-- Görev --
Gelin kaynana kavgası üzerine aşağıdaki yazıyı kaldığı yerden sürdürün.

-- Alıntı Metin --
İspanya Kralı Felipe'nin eşi Kraliçe Letizia ile annesi Kraliçe Sofia'nın dünya medyası, haber ajansları önündeki gülümsemeli, neşeli tartışmalarını ana haber bültenlerinde çok mühim bir haber olarak…
'Gelin kaynana kavgası' adı altında izledik.
Eşek gözlü güzel sunucu kızlar, haberi sunarken, haberle ilgili yorumda bile bulundu müsaade edildiği kadarıyla.
'Ezelden beri var olan gelin kaynana kavgasını getireceğiz şimdi ekranlarımıza.'
Hadi bakalım!

***

Bilmiyorum!
Şu yazılar yüzünden insanın kafası öyle karışıyor ki bazen.
'Bize ne ulan İspanya kraliyet ailesinden!' demek varken…

***

Gelin kaynana kavgası görmemiş dünya medyası!
Ama tabi, sıradan insanın kavgası ilgilendirmez ne dünya medyasını…
Ne de insanlığı.
Ne diyordu yer sofrasına; peynirin, zeytinin bir de kuru ekmeğin başına oturmuş köylü vatandaş?
'Çekme oğlum, kimse beğenmez bizi!'
Çocuk babasının fotoğrafını çekip sosyal medya hesabında paylaşacak, beğensin diye insanlar.
Vallahi ne diyeyim… Gariban bağıra bağıra ölse kimsenin haberi olmaz.
Ama üst tabakadan biri o.ursa haber olur.

***

Bize ne ulan İspanya kraliyet ailesinin ne halt yediği!
Kraliçeler keyiften ne yapacaklarını şaşırmışlarsa bize ne!

***

Yıllar önce bir komşumuz vardı. Ahmet Muhip Dıranas'ın 'Fahriye Abla'sı gibi değil tabi.
'Ne güzel komşumuzdun sen…' diyemeyeceğim yani.
Öyle ak pak gerdanlı, açık saçık şarkılar söyleyen bir komşumuz da olmadı hiç.
Varsın olmasın. Ne yapalım.

***

Çok gençtik o zaman.

-- Veri Bölümü --
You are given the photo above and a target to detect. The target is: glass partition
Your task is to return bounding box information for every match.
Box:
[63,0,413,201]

-- Beklenen Yanıt --
'Geçmiş zaman olur ki hayali cihana değer,' derler. Her şeye, bütün zorluklara rağmen öyle…

***

Sokağın karşısında oturuyordu komşumuz. Kulağı az duyuyordu. Gözlerinden biri hafif kapalıydı.
Bir kırk bir kırk beş boylarında, boyu enine denk; piknik tüpü gibi bir kadıncağızdı.
Kaynanaydı. Kraliçe Sofia gibi yani.

***

Kulağı az duyduğu için mi, gözlerinden birinin gözkapağı düşük olduğu için mi, aklından zoru olduğu için mi, yoksa bizi çocuk gördüğü için mi bilmiyorum; gece demez gündüz demez bize gelirdi.
'Sultan yüz verme şu kadına,' diyordum.
Gelinini aşağılamasına dayanamıyordum.
'Bırak gelsin; bunalmasa, darda kalmasa gecenin bir yarısı çıkıp gelir mi hiç,' diyordu Sultan.
Sultan yufka yüreklidir. Merhametlidir. İnsancıldır.
Benim gibi dipsiz, karanlık bir kuyu değildir.

***

Gecenin bir yarısı yahut da sabahın köründe, aklına ne zaman eserse gelip kapının zilini yangın alarmı gibi çalıyordu.
Salona, hep aynı koltuğun hep aynı yerine oturup başlıyordu.
Kulağı az duyduğu için de bağıra bağıra konuşurdu.
'Sultan, biliyor musun Ahmet'in karı ne dedi bana?'
'Yahu nereden bilsin Sultan!'
Ahmet'in karı bana şunu dedi, ben Ahmet'in karıya bunu dedim!...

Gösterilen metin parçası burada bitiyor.